Short exercise — From the entries below, extract each line that contains the word "Target".

Entries provided —

◆ ◆ ◆ ◆

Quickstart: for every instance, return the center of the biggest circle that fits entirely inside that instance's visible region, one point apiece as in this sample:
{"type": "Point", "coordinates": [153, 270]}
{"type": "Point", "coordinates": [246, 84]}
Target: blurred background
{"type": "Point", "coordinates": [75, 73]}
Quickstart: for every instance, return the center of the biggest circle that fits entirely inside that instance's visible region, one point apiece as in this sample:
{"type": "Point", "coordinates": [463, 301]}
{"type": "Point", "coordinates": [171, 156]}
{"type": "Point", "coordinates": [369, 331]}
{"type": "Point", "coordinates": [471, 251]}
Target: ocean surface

◆ ◆ ◆ ◆

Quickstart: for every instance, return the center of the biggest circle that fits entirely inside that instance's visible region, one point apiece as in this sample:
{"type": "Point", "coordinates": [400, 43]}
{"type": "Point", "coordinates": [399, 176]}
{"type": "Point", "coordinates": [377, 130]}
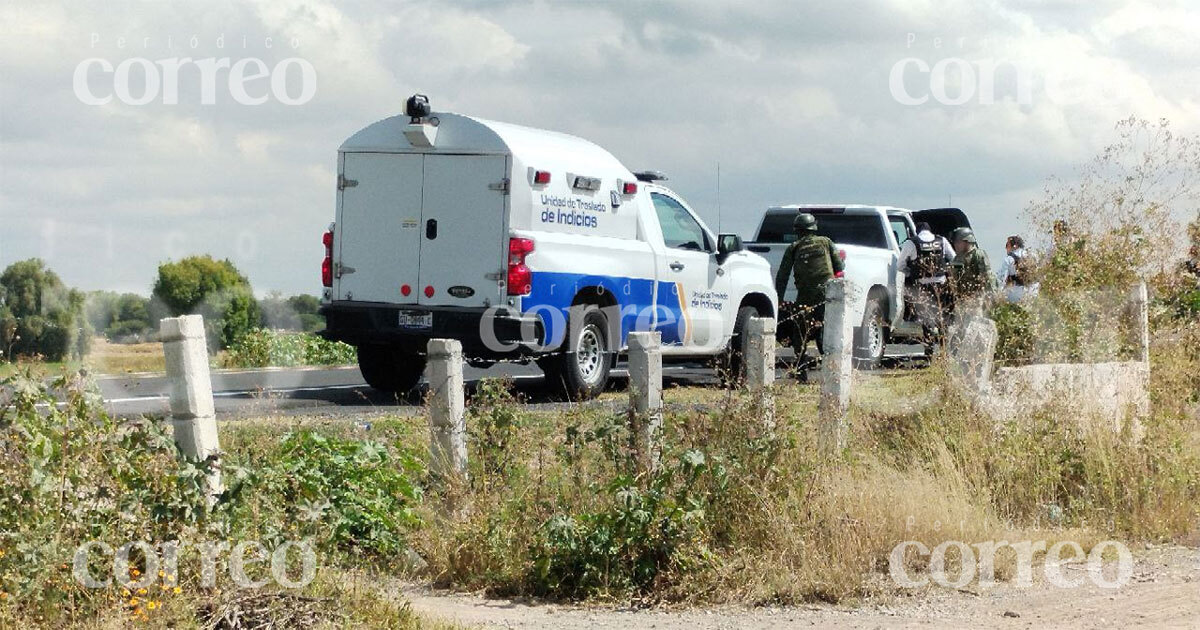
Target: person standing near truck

◆ ◆ ◆ ◆

Completed exercise —
Target: blurred background
Target: ocean surface
Target: person standing near truck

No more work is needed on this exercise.